■ Material shown:
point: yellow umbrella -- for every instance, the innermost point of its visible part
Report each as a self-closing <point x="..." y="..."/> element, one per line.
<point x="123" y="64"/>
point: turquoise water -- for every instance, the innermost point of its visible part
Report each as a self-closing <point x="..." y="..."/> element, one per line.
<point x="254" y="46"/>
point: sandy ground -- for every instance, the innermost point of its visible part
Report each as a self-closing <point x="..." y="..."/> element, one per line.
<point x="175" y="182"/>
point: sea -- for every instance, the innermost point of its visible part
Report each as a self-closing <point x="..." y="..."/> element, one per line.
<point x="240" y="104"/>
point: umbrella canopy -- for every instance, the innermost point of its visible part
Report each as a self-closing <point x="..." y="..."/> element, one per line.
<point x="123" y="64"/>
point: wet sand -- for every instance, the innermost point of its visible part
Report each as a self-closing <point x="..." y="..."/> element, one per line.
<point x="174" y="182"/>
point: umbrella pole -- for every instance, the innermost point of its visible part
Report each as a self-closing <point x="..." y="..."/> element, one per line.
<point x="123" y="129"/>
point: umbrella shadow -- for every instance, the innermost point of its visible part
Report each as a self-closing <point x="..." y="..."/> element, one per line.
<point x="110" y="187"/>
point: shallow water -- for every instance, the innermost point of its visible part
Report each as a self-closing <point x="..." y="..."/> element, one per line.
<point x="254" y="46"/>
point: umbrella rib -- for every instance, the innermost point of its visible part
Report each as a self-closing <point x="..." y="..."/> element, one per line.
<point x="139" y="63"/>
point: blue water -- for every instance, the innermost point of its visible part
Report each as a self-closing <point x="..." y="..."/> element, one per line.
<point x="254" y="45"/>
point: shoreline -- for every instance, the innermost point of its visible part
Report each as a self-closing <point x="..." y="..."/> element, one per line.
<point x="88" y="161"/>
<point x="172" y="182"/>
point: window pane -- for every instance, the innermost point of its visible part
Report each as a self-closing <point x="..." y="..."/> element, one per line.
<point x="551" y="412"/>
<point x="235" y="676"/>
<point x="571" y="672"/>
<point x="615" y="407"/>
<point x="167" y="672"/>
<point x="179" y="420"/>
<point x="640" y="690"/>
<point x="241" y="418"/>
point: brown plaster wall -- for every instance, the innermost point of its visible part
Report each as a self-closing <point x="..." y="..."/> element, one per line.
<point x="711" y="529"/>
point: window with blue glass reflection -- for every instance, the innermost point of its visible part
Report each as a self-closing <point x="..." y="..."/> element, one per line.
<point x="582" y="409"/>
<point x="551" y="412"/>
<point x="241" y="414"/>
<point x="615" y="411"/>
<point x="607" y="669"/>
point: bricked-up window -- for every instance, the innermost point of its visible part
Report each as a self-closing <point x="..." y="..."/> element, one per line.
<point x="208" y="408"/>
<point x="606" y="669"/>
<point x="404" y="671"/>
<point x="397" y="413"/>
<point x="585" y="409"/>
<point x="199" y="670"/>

■ Assigned task:
Wherever the word "water" occurs in the data above, copy the line it sits in.

■ Answer section:
point: turquoise water -- for every instance, the innermost point of its visible part
point: shallow water -- for every instance, the innermost point of its visible part
point: blue water -- for every instance, the innermost point of its visible part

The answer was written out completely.